▶ PAGE TEXT:

--- Start ---

The schema declares:
- what kinds of fields there are
- which field should be used as the unique/primary key
- which fields are required
- how to index and search each field
Now we need to make change in schema.xml (server\solr\power1\conf) which provide by default by solr while using the sample_techproducts_configs (Example configuration with many optional features enabled to demonstrate the full power of Solr) as per the our content in file testing.csv put on solr for indexing.We define the field which we are going to use in our testing.csv.
Edit the schema.xml file in the \server\solr\power1\conf folder and add the following contents after the uniqueKey element.

--- End ---

▶ EXTRACTED INFORMATION:

--- Start ---

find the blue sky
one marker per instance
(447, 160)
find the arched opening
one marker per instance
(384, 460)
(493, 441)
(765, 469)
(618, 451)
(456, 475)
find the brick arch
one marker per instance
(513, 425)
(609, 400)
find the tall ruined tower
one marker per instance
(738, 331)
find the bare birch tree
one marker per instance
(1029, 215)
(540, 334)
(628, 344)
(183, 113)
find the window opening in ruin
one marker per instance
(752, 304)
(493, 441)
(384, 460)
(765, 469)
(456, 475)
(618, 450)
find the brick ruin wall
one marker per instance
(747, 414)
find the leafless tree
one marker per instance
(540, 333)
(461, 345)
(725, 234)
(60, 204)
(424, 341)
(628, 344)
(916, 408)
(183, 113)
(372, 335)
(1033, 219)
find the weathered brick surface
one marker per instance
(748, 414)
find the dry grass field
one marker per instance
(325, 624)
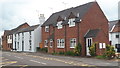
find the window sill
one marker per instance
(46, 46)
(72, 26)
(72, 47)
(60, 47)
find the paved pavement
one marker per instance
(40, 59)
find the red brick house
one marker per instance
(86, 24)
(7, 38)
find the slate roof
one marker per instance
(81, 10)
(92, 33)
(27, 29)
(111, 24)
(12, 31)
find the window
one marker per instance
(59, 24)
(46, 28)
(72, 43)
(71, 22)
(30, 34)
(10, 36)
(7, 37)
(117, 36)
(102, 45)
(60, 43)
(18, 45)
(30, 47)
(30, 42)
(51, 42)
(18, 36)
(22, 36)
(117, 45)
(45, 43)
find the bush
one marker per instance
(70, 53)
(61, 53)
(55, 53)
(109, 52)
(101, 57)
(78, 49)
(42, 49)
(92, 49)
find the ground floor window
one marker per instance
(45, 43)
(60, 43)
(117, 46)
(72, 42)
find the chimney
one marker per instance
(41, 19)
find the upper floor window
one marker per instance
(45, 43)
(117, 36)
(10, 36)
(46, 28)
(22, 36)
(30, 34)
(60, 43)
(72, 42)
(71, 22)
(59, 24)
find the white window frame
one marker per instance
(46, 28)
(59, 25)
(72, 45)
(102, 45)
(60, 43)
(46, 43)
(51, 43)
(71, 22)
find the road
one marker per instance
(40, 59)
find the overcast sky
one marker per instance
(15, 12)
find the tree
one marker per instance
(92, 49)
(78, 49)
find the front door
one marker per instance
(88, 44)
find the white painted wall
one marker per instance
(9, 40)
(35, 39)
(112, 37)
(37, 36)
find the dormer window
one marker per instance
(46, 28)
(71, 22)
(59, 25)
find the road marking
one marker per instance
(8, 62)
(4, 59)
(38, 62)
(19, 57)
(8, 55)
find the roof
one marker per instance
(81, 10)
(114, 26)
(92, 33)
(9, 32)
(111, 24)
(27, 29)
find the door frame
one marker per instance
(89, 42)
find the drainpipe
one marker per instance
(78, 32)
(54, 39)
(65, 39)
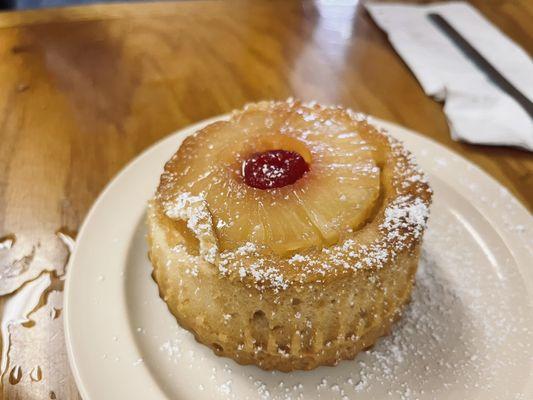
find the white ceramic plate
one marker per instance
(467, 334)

--- End ---
--- Start ---

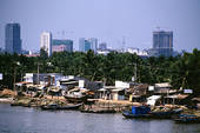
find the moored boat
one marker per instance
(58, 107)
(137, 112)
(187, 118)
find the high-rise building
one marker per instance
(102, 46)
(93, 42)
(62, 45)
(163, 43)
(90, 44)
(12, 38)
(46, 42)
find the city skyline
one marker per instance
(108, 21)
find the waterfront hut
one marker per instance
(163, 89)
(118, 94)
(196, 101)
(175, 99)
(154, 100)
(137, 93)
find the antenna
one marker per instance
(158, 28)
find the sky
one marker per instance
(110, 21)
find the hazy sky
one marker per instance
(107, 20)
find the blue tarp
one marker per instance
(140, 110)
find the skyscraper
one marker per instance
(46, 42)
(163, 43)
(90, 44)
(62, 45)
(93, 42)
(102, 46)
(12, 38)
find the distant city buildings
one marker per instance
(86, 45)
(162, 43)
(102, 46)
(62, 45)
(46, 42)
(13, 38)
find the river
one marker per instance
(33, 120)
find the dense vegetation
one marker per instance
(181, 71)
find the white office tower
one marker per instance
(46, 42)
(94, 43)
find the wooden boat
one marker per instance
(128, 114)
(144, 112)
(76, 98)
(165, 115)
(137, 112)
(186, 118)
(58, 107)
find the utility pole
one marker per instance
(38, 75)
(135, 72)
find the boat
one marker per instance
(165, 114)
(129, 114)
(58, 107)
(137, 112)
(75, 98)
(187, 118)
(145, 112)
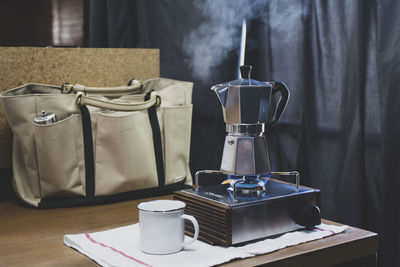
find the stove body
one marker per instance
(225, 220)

--- End ---

▶ REQUIRED WORK:
Answer these questions from the Solr schema text:
(a) Besides the kinds of fields, the unique/primary key, and the required fields, what else does the schema declare?
(b) Which CSV file's content is put on Solr for indexing?
(c) After which element in schema.xml should the new contents be added?
The entries above have no role here.

▶ IN RESPONSE:
(a) How to index and search each field.
(b) testing.csv
(c) The uniqueKey element.